--- START ---
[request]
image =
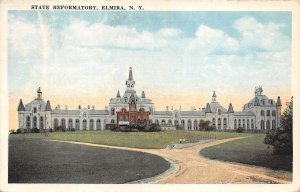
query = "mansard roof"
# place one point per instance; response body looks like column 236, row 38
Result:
column 36, row 102
column 214, row 106
column 21, row 106
column 244, row 113
column 192, row 113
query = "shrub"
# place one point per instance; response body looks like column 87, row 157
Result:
column 34, row 130
column 282, row 138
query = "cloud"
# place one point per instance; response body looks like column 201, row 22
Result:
column 82, row 33
column 258, row 36
column 210, row 40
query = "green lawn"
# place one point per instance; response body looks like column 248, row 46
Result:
column 132, row 139
column 251, row 151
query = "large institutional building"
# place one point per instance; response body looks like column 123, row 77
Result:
column 259, row 113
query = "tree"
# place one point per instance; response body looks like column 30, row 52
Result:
column 282, row 138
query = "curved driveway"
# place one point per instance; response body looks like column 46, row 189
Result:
column 196, row 169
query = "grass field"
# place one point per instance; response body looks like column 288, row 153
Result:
column 132, row 139
column 39, row 161
column 251, row 151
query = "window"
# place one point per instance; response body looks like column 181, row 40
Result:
column 55, row 123
column 219, row 123
column 41, row 122
column 189, row 124
column 273, row 124
column 70, row 124
column 268, row 124
column 195, row 124
column 34, row 122
column 77, row 124
column 28, row 122
column 224, row 123
column 63, row 123
column 248, row 124
column 262, row 124
column 98, row 124
column 235, row 124
column 84, row 124
column 91, row 124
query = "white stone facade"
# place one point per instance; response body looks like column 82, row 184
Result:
column 260, row 113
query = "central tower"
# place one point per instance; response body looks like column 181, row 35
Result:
column 130, row 82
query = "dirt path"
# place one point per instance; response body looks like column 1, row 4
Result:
column 193, row 168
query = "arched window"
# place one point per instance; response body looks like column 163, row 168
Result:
column 34, row 122
column 55, row 123
column 91, row 124
column 224, row 123
column 41, row 122
column 84, row 124
column 28, row 122
column 235, row 124
column 77, row 124
column 268, row 124
column 273, row 124
column 262, row 124
column 63, row 123
column 182, row 123
column 157, row 122
column 248, row 125
column 98, row 124
column 219, row 123
column 189, row 124
column 195, row 124
column 176, row 122
column 70, row 123
column 112, row 111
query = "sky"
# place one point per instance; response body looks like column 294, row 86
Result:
column 178, row 58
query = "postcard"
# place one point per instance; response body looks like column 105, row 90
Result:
column 142, row 95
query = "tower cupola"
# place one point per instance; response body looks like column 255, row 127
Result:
column 214, row 97
column 39, row 93
column 130, row 82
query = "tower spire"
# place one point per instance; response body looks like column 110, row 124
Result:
column 130, row 82
column 214, row 97
column 39, row 93
column 130, row 74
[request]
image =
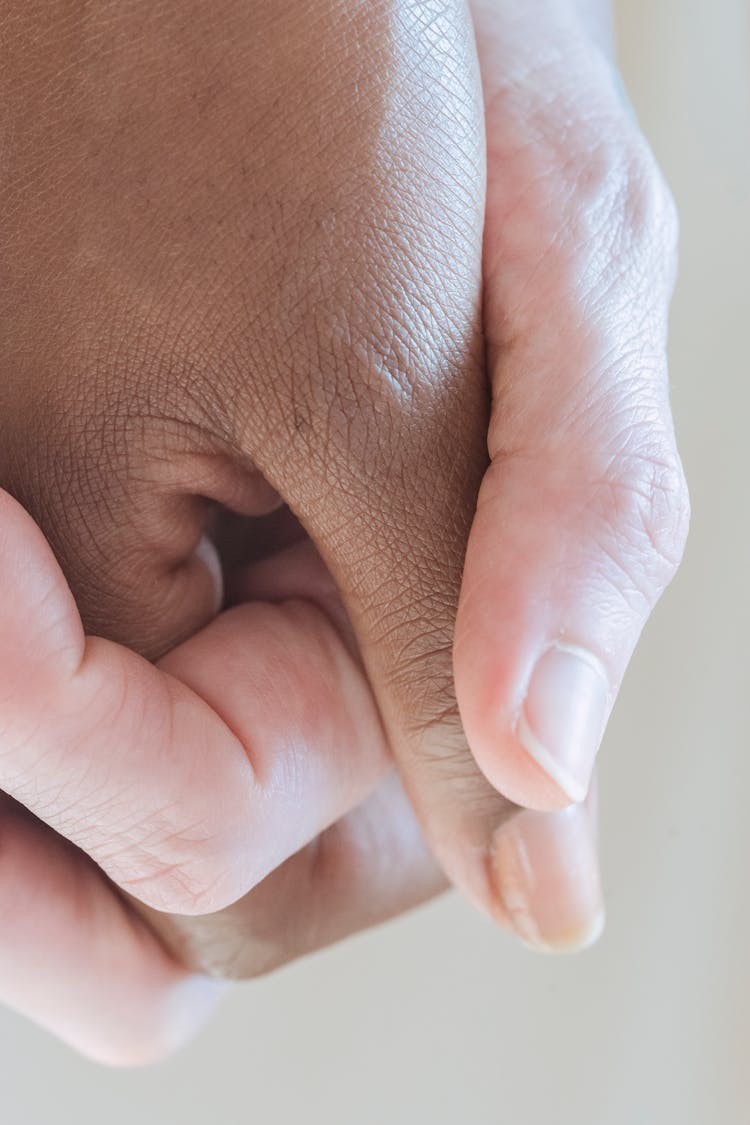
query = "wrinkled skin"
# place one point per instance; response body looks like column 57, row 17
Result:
column 242, row 266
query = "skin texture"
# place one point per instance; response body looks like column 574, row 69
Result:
column 228, row 286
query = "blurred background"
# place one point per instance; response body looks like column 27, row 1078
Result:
column 437, row 1018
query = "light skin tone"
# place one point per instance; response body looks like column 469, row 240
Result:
column 231, row 286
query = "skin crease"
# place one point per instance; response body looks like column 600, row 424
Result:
column 290, row 291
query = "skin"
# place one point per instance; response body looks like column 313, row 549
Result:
column 222, row 294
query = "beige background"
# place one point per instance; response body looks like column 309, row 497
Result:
column 440, row 1019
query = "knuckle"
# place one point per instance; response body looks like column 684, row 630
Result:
column 649, row 209
column 182, row 872
column 649, row 509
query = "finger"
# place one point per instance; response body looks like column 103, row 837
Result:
column 366, row 869
column 373, row 864
column 583, row 514
column 187, row 784
column 547, row 869
column 75, row 960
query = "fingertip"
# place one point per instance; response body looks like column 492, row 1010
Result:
column 547, row 874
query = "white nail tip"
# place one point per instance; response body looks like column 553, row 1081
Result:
column 585, row 656
column 574, row 943
column 569, row 785
column 208, row 555
column 563, row 714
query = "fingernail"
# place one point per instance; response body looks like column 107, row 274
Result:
column 547, row 874
column 563, row 716
column 208, row 555
column 622, row 91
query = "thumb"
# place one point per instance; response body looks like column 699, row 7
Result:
column 583, row 513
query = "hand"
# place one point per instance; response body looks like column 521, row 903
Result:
column 126, row 528
column 249, row 268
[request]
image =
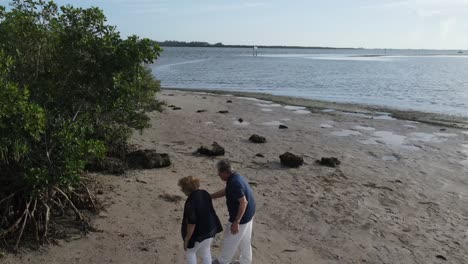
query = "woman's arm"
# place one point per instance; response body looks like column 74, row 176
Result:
column 190, row 229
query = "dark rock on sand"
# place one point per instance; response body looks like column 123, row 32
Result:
column 289, row 159
column 147, row 159
column 329, row 162
column 215, row 150
column 111, row 165
column 257, row 139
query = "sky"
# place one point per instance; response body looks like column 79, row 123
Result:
column 415, row 24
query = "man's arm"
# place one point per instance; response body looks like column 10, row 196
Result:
column 240, row 213
column 218, row 194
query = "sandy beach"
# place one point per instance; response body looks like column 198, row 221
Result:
column 399, row 195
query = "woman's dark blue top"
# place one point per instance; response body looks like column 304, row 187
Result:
column 198, row 210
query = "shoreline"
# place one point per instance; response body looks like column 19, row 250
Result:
column 316, row 106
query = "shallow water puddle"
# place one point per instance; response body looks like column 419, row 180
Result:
column 301, row 112
column 446, row 134
column 384, row 117
column 426, row 137
column 389, row 158
column 269, row 105
column 388, row 138
column 293, row 107
column 272, row 123
column 364, row 128
column 254, row 99
column 345, row 133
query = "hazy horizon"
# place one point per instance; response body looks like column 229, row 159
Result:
column 390, row 24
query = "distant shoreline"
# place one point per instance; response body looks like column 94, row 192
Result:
column 318, row 105
column 201, row 44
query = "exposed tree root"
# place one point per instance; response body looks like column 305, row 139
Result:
column 25, row 215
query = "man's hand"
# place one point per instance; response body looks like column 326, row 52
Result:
column 235, row 228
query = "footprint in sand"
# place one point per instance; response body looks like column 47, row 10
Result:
column 364, row 128
column 345, row 133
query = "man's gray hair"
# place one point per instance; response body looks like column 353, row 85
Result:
column 224, row 166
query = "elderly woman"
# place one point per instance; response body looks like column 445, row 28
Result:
column 200, row 222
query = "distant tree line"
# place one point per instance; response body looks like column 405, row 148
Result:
column 202, row 44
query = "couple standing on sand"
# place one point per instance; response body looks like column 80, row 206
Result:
column 200, row 222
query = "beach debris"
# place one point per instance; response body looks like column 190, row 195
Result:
column 215, row 150
column 253, row 184
column 111, row 165
column 257, row 139
column 329, row 162
column 291, row 160
column 172, row 198
column 147, row 159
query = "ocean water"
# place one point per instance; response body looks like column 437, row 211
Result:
column 429, row 81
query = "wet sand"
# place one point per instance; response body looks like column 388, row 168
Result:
column 398, row 196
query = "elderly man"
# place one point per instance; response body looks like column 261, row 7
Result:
column 241, row 206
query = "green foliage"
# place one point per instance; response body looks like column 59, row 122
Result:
column 71, row 91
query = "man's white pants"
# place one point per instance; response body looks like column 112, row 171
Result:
column 241, row 240
column 201, row 249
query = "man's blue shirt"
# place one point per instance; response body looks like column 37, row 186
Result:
column 236, row 188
--- END ---
■ **PROMPT**: The full material above must be output verbatim, minus any pictures.

■ **TASK ANSWER**:
[request]
image =
query = "mansard roof"
# place one point per instance; response body looks like column 236, row 38
Result:
column 36, row 102
column 214, row 106
column 21, row 106
column 244, row 113
column 192, row 113
query = "shrub"
# place one point per instance; response body looks like column 87, row 157
Result:
column 34, row 130
column 282, row 138
query = "cloud"
# place one point per instance; response body looks like column 201, row 22
Result:
column 82, row 33
column 258, row 36
column 210, row 40
query = "green lawn"
# place one point per instance; response body looks like column 248, row 46
Result:
column 132, row 139
column 251, row 151
query = "large institutional building"
# place one point per instance; response body looks like column 123, row 77
Result:
column 259, row 113
query = "tree"
# place one point per instance; response body looks like column 30, row 52
Result:
column 282, row 138
query = "curved driveway"
# place one point per instance; response body looks like column 46, row 189
Result:
column 196, row 169
query = "grass field"
# place one point per instance; response body looks like column 288, row 153
Result:
column 132, row 139
column 39, row 161
column 251, row 151
query = "window"
# place one point per instance; response body looks like column 181, row 40
Result:
column 55, row 123
column 219, row 123
column 41, row 122
column 189, row 124
column 273, row 124
column 70, row 124
column 268, row 124
column 195, row 124
column 34, row 122
column 77, row 124
column 28, row 122
column 224, row 123
column 63, row 123
column 248, row 124
column 262, row 124
column 98, row 124
column 235, row 124
column 84, row 124
column 91, row 124
query = "white stone facade"
# place one point per instance; response body looks like column 82, row 184
Result:
column 260, row 113
query = "central tower"
# place one point per instance; response body looks like column 181, row 35
Result:
column 130, row 82
query = "dirt path"
# place one point per instance; response body looks like column 1, row 4
Result:
column 193, row 168
query = "arched window"
# place one point per instance; response body looks like column 163, row 168
Result:
column 34, row 122
column 55, row 123
column 91, row 124
column 224, row 123
column 41, row 122
column 84, row 124
column 28, row 122
column 235, row 124
column 77, row 124
column 268, row 124
column 273, row 124
column 262, row 124
column 63, row 123
column 182, row 123
column 157, row 122
column 248, row 125
column 98, row 124
column 219, row 123
column 189, row 124
column 195, row 124
column 176, row 122
column 70, row 123
column 112, row 111
query = "sky"
# place one point per instance; response body looks like column 294, row 86
Result:
column 178, row 58
query = "postcard"
# place one point per instance; response body looks like column 105, row 90
Result:
column 142, row 95
query = "tower cupola"
# place one point per instance; response body looks like column 255, row 127
Result:
column 214, row 97
column 39, row 93
column 130, row 82
query = "tower spire"
# place one point per instance; response body looks like column 110, row 124
Result:
column 130, row 82
column 214, row 97
column 39, row 93
column 130, row 74
[request]
image =
query = "wrinkled skin"
# place one point per instance; response body looks like column 57, row 17
Result:
column 242, row 266
query = "skin texture"
# place one point per instance; response body looks like column 574, row 69
Result:
column 228, row 286
query = "blurred background"
# place one point per instance; response body looks like column 27, row 1078
Result:
column 437, row 1018
query = "light skin tone"
# place one point per instance; response body looks like column 469, row 240
Result:
column 231, row 286
query = "skin crease"
# place one point per instance; response body looks like column 600, row 424
Result:
column 290, row 291
query = "skin"
# place one point per instance; response body looks like column 313, row 549
Result:
column 222, row 294
query = "beige background"
# place one point per instance; response body looks like column 309, row 497
Result:
column 440, row 1019
query = "knuckle"
# place one point per instance; response body looks like column 684, row 630
Result:
column 649, row 209
column 182, row 872
column 649, row 509
query = "finger"
# place one point per instance; response body looks like column 103, row 837
Result:
column 366, row 869
column 373, row 864
column 583, row 514
column 187, row 784
column 547, row 869
column 75, row 960
query = "fingertip"
# place one point per instance; response body looks like column 492, row 1010
Result:
column 547, row 874
query = "white nail tip"
# place one point per instance; response body looks like column 553, row 1081
Result:
column 585, row 656
column 574, row 943
column 569, row 785
column 208, row 555
column 563, row 714
query = "fingernail"
# place one point per instance; response body looks like column 107, row 274
Result:
column 547, row 874
column 563, row 716
column 208, row 555
column 622, row 91
query = "thumb"
# place one point per instance; response body looks like column 699, row 7
Result:
column 583, row 513
query = "hand"
# place one point per instance; response body looks like column 521, row 903
Result:
column 126, row 528
column 249, row 268
[request]
image =
query = "woman's arm"
# place one point per instance; response body looks like column 74, row 176
Result:
column 190, row 229
query = "dark rock on sand"
# place one point per instance; response body looks like column 123, row 32
Result:
column 289, row 159
column 147, row 159
column 329, row 162
column 215, row 150
column 111, row 165
column 257, row 139
query = "sky"
# place one point per instance; response body looks like column 79, row 123
Result:
column 415, row 24
query = "man's arm"
# place one point per instance; response body looks like column 10, row 196
Result:
column 240, row 213
column 218, row 194
query = "sandy beach"
# place one point per instance; response body looks like column 198, row 221
Result:
column 399, row 195
query = "woman's dark blue top"
# place one point per instance; response body looks like column 304, row 187
Result:
column 198, row 210
query = "shoreline"
# place one point per instance; response body looks like column 19, row 250
Result:
column 316, row 106
query = "shallow water puddle"
# place one point per instance; response body looks like column 419, row 180
Result:
column 301, row 112
column 446, row 134
column 384, row 117
column 426, row 137
column 389, row 158
column 269, row 105
column 388, row 138
column 293, row 107
column 272, row 123
column 364, row 128
column 254, row 99
column 345, row 133
query = "hazy horizon"
# place one point per instance; response body looks like column 229, row 159
Result:
column 390, row 24
query = "distant shoreline"
# place one point per instance; response body looks like column 94, row 192
Result:
column 318, row 105
column 201, row 44
query = "exposed tree root"
# place one point per instance; response body looks like column 305, row 139
Result:
column 25, row 215
query = "man's hand"
# place one point per instance; response body looks like column 326, row 52
Result:
column 235, row 228
query = "footprint in sand"
# place one point per instance; response body looks like column 47, row 10
Result:
column 364, row 128
column 345, row 133
query = "man's gray hair"
# place one point per instance; response body looks like column 353, row 85
Result:
column 224, row 166
query = "elderly woman"
# place one point per instance; response body looks like column 445, row 28
Result:
column 200, row 222
query = "distant tree line"
# place one point per instance; response body looks like column 405, row 148
Result:
column 202, row 44
query = "couple standing on sand"
# place one point per instance; response body looks like column 80, row 206
Result:
column 200, row 222
query = "beach debris"
# place one point per instance; response body looks like column 190, row 195
Result:
column 215, row 150
column 253, row 184
column 111, row 165
column 257, row 139
column 329, row 162
column 291, row 160
column 172, row 198
column 147, row 159
query = "ocean water"
# place one point per instance; response body looks like column 437, row 211
Result:
column 429, row 81
query = "wet sand"
# place one point per instance; response body looks like column 388, row 168
Result:
column 398, row 196
query = "elderly man"
# place one point per instance; response body looks like column 261, row 7
Result:
column 241, row 206
query = "green foliage"
# place one point per instance; response body looks like column 59, row 122
Result:
column 71, row 91
query = "man's white pants"
# place one point per instance; response body looks like column 112, row 171
Result:
column 241, row 240
column 201, row 249
query = "man's blue shirt"
# place one point per instance; response body looks like column 37, row 186
Result:
column 236, row 188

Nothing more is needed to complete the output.